Turn the records below into a Markdown table with the columns "Row" and "Line": one row per line, numbered in order, with blank lines skipped and the pictures omitted.

◆ Source data
== == ==
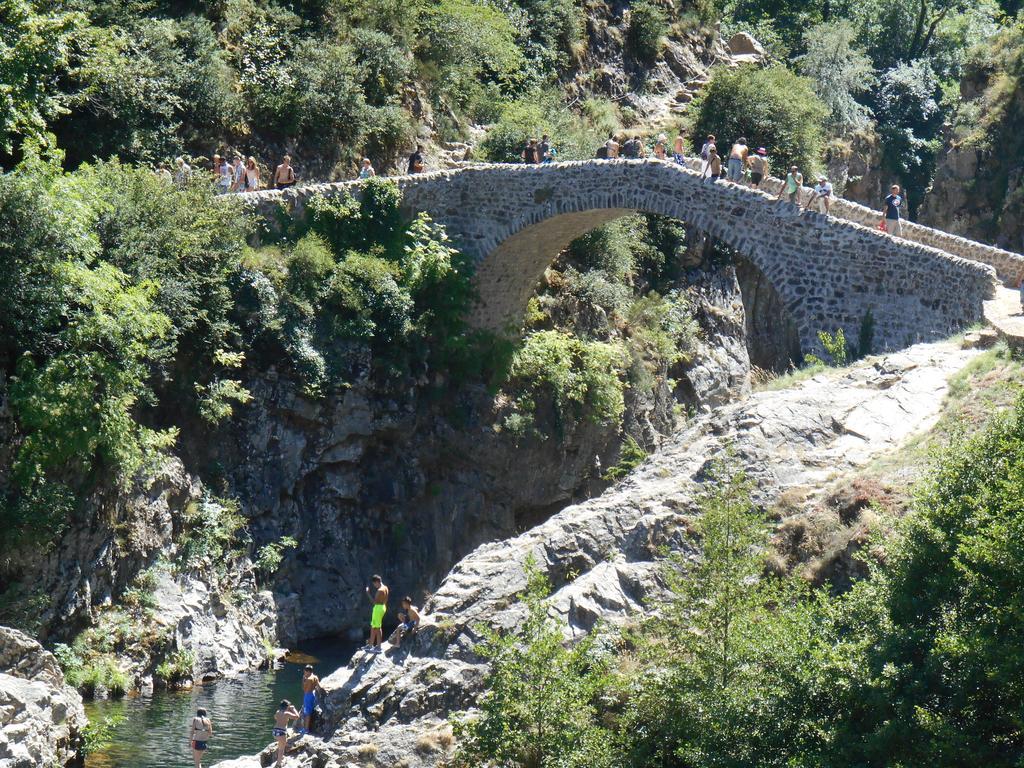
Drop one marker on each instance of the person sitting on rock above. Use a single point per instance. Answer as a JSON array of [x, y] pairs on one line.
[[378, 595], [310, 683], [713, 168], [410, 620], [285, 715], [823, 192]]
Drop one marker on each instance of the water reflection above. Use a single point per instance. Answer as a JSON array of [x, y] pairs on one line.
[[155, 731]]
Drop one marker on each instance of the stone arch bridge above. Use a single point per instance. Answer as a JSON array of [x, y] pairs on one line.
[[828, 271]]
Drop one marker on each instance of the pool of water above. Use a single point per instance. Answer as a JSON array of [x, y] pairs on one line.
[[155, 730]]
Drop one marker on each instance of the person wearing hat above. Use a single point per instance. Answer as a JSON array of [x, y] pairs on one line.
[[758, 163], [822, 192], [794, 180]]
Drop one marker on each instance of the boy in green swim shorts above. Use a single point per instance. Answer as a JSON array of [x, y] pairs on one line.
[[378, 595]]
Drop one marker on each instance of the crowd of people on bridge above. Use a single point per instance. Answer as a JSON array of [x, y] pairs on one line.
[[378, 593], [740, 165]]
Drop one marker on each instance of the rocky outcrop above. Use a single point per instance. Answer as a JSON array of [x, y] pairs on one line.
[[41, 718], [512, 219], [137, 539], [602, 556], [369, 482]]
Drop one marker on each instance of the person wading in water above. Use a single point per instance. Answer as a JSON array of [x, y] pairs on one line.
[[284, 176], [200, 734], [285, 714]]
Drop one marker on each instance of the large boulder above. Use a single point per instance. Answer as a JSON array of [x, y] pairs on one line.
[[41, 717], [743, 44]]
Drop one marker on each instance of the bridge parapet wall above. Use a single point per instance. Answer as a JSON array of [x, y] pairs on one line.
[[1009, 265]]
== == ==
◆ Finished exercise
| Row | Line |
|---|---|
| 1 | Drop one marker on each instance of the person sitting on rock above. Use a single point per instance. Answer as a JSON array of [x, y] pairs on one line. |
| 2 | [[378, 595], [310, 683], [713, 168], [410, 620], [285, 715], [823, 192]] |
| 3 | Drop one marker on each instance of the water reflection above. Use a single point per instance. Answer as a JSON array of [x, y] pairs on one line. |
| 4 | [[155, 731]] |
| 5 | Drop one marker on each instance of the stone arch bridge above. Use a single point per instance. Answer as a JSON array of [x, y] pairs on one line. |
| 6 | [[828, 271]] |
| 7 | Drop one marker on each instance of the pool of water above. Use a single point per instance. Answer as a JSON array of [x, y] pairs on one line. |
| 8 | [[155, 730]] |
| 9 | Drop one marker on each instance of the person wearing hat above. Use a single point per instance. Answer as a JSON array of [x, y] pairs on one line. |
| 10 | [[758, 163], [822, 192], [794, 180]] |
| 11 | Drop one marker on each instance of the boy in green swim shorts above. Use a single point per instance. Answer as a JSON array of [x, y] pairs on one line. |
| 12 | [[378, 595]] |
| 13 | Drop one marker on each instance of the crowd of people on bridge above. Use a single point per instance. Answer as a JSON array of [x, y] pairs on one line. |
| 14 | [[378, 593], [740, 165]] |
| 15 | Drop one marker on each instance of the rocky outcrop above. Use a single point per instance. Answer as a JSON array of [x, y] pairs on one line. |
| 16 | [[41, 718], [512, 219], [137, 539], [602, 556], [369, 482]] |
| 17 | Drop one marker on each instance of the person wading in water above. Use a single point per instance. Answer as a JSON array of [x, y] pairs on one line. |
| 18 | [[284, 176], [200, 734], [285, 714]] |
| 19 | Drop one marker on each instance of the large boulder above. Use a single point per instance. Answer as a JSON array of [x, y] pairs on one line. |
| 20 | [[41, 717], [743, 44]] |
| 21 | Drop one marker on each instance of the bridge parapet wall above. Use a single point per instance. Answer as a JSON array of [x, y] pairs on one line. |
| 22 | [[1009, 265]] |